→ EXERCISE AIM
Copy every line below that has the word "building" in it.

→ MATERIAL TO PROCESS

________

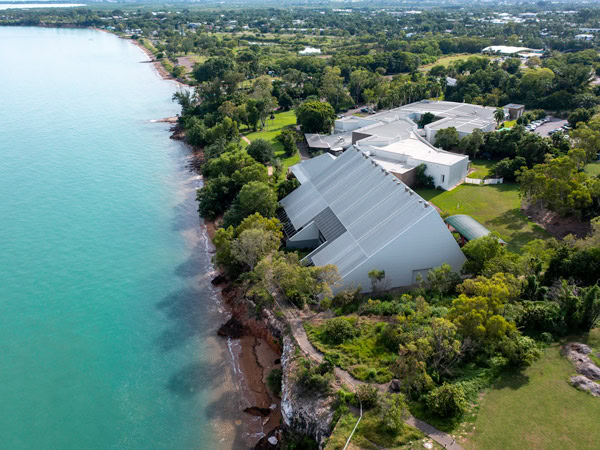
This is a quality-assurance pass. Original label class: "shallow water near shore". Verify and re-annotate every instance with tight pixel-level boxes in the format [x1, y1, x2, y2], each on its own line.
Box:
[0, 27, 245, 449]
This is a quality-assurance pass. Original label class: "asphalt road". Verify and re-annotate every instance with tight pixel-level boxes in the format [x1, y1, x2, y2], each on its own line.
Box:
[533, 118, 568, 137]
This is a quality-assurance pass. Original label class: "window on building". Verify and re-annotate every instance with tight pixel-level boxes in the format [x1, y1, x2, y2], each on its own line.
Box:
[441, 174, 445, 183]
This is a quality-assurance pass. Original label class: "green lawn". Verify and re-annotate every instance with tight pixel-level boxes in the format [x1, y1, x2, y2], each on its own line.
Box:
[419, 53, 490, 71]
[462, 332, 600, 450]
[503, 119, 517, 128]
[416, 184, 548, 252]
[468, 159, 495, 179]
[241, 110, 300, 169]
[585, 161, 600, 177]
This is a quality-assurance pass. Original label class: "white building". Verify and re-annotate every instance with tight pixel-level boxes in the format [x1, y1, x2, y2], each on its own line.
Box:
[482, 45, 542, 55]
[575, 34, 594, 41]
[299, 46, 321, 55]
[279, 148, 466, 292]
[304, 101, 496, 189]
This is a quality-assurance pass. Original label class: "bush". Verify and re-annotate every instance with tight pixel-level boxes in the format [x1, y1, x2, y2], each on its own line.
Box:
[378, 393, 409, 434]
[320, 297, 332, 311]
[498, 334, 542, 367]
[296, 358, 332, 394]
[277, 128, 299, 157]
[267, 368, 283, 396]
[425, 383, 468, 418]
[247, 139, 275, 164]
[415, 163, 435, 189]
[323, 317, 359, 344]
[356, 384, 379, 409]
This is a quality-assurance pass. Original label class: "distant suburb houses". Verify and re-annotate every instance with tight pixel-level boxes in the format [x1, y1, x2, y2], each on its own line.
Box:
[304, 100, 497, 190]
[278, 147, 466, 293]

________

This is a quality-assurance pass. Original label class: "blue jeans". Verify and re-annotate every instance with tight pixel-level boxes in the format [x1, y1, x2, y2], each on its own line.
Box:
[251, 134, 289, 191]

________

→ ANSWER SPACE
This is a quality-assurance pass. Original label class: "window on building". Verify and re-annotate every instance with tight pixel-level boxes in the format [x1, y1, x2, y2], each on its own line.
This is a quality-assurance pass. Original label class: "white building". Verify and re-annotate every instance with tight pixel-level boxes in the format [x1, y1, x2, y2], each on its own line.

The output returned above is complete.